WHAT IS NEEDED: Drop every picture, then transcribe the remaining data exactly.

RECORDS SUPPLIED:
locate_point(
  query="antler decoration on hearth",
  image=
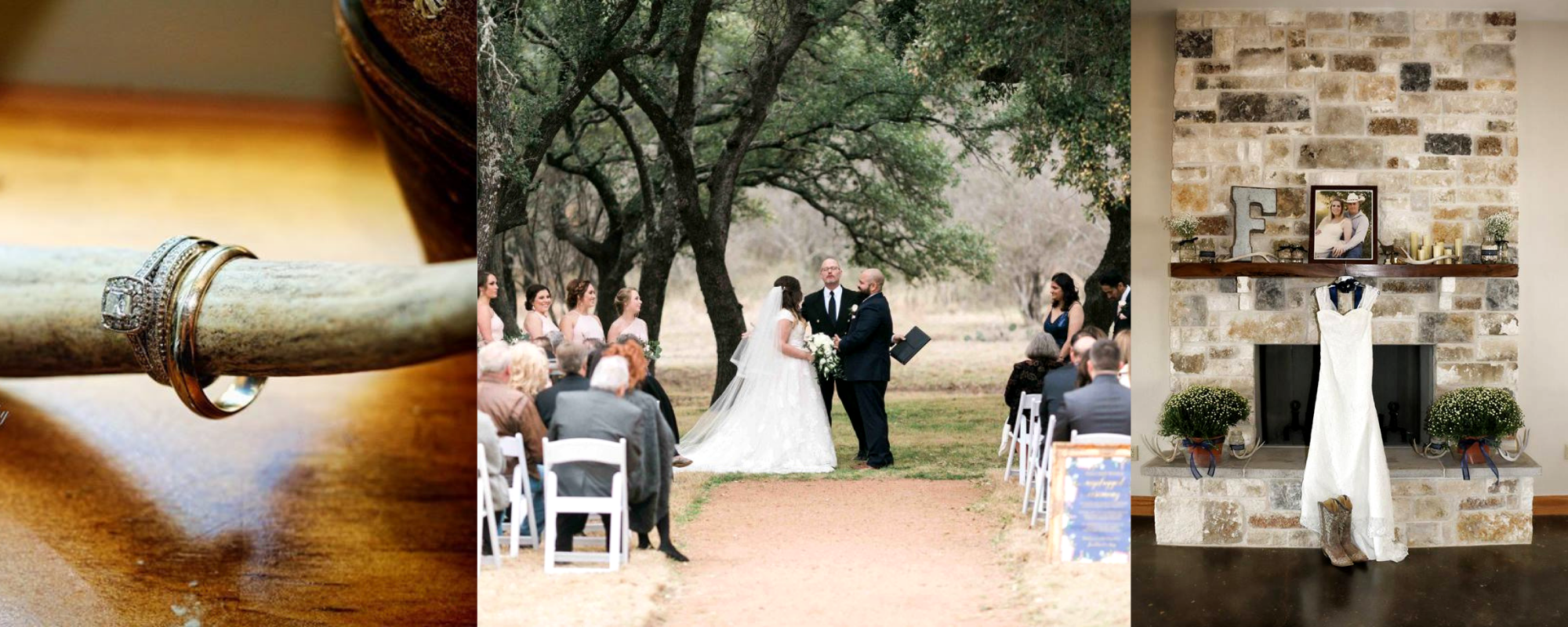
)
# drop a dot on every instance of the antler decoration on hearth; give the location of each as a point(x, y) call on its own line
point(1244, 448)
point(1520, 440)
point(1160, 451)
point(1432, 449)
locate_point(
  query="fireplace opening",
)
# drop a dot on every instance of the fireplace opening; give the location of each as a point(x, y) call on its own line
point(1288, 391)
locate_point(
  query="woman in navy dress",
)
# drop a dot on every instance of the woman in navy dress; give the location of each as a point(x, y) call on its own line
point(1067, 313)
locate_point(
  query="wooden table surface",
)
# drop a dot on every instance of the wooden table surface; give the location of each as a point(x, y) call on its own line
point(333, 501)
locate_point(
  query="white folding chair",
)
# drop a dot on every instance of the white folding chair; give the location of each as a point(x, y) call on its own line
point(587, 451)
point(1102, 438)
point(487, 515)
point(521, 496)
point(1028, 408)
point(1044, 473)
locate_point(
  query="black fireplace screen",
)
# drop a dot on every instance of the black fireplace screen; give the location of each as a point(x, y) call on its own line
point(1288, 391)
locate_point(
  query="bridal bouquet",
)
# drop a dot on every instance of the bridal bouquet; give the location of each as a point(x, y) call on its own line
point(824, 357)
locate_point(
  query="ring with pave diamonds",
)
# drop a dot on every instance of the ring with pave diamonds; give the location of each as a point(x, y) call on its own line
point(183, 352)
point(128, 300)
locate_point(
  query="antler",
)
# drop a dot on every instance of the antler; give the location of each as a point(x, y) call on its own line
point(1522, 440)
point(1155, 446)
point(1432, 451)
point(1247, 449)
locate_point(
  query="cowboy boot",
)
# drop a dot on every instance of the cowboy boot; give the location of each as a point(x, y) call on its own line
point(1329, 532)
point(1349, 540)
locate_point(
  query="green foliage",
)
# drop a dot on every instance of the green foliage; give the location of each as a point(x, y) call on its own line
point(1203, 411)
point(1500, 225)
point(1489, 413)
point(1059, 73)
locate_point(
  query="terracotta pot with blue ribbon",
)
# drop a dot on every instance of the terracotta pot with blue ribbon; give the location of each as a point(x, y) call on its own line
point(1203, 452)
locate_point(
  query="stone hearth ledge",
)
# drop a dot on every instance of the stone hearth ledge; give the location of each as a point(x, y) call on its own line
point(1291, 462)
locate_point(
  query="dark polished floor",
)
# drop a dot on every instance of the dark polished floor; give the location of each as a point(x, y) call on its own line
point(1473, 587)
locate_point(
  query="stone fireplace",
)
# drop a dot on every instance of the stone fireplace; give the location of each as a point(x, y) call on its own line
point(1420, 104)
point(1288, 379)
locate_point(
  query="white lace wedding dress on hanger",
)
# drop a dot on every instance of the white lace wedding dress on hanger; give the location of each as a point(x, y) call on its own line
point(771, 418)
point(1346, 454)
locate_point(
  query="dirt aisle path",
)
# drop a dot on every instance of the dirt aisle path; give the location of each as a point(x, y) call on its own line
point(895, 553)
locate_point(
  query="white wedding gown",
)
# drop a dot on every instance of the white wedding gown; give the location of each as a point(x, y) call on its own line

ANSWER TO THE TASK:
locate_point(
  query="antler decoration on hearth",
  image=
)
# drop a dot on every instance of the antler decoration on hearth; give the location of each as a point(x, y) call on its own line
point(1244, 448)
point(1520, 440)
point(1160, 451)
point(1432, 449)
locate_point(
  query="fireplace opening",
)
# drop a dot on every instance of the fireplace opening; give the location of each as a point(x, y) call on its own line
point(1288, 391)
locate_point(
  query="woman in navy dress",
)
# drop a dot on every instance of the woman in navy dress; give the location of each as a point(x, y) call on its own line
point(1067, 313)
locate_point(
  query="wooden table surface",
)
# drop a dot on every instance of the wooden table surface; give the location of each as a point(x, y) call on its own line
point(333, 501)
locate_point(
  query="white folding chair",
)
# drop a dot on every instance of the white folding chair; give the location of each as a point(x, y) call on its own line
point(587, 451)
point(1102, 438)
point(487, 515)
point(521, 496)
point(1028, 408)
point(1044, 473)
locate_point(
  query="black fireplace screen",
)
# drop a dot on every instance of the black fireplace screen; give the location of each as a point(x, y) call on its own line
point(1288, 391)
locate_point(
  query="bridal bouquet",
)
# drop a dot on every instance of the bridal bouquet; give the location of each as a point(x, y) call on its own line
point(824, 357)
locate_point(
  query="ring with pave diamonds",
)
# drop a dot on every instance of the ring with pave diamonds; give the location of each as a point(x, y) call on its own line
point(183, 352)
point(128, 300)
locate_point(
  query="antler",
)
# drop a dot on every instance of the antler; give the location of each as a point(x, y) call on its own line
point(1522, 440)
point(1155, 446)
point(1432, 451)
point(1247, 449)
locate_point(
  query="cowboy boot",
)
# drop a dot on every instance of the cowboy boot; give the location of each as a point(x, y) call on its own line
point(1329, 532)
point(1349, 540)
locate_point(
  query="green foliage",
)
# drop a dot on every instance of the green foliage; give the location of each as a point(x, y) call on its own line
point(1203, 411)
point(1500, 225)
point(1489, 413)
point(1059, 73)
locate_point(
  query="terracotta pot with blue ribbon",
)
# drop a dot on every instance of the terracotta pot with blue ribbon; give the location of each as a point(x, y) call on its own line
point(1203, 452)
locate_point(
  query="stone hearth ledge",
)
# drop a dot on every instance of the stone hearth ledge; give the location of each as a point(x, y) call on its own line
point(1291, 462)
locate_point(
  query="dark polished floor",
)
# drop a dot on every instance of the dark polished floor; give the location of each as a point(x, y) call on its own line
point(1473, 587)
locate_point(
  query="stone fireplace",
)
# drop a dot on every instance of the stone fireplace; give the location of each as a point(x, y) call on its own line
point(1420, 104)
point(1288, 379)
locate_point(
  query="white lace wedding dress on hanger",
)
# drop a dot on every instance of the white lace wedding dress on hanger; give the location of each as a point(x, y) call on its own line
point(771, 418)
point(1346, 454)
locate_point(
  query="dirt aisle path",
)
# drop a dot on every instance of the dirt aisle path; give the location of each as a point(x, y) call on its own line
point(895, 553)
locate_point(
  query="white wedding gown",
)
# drop a dot on every instance of the white wedding gown; give the location of each as a point(x, y) call on its own line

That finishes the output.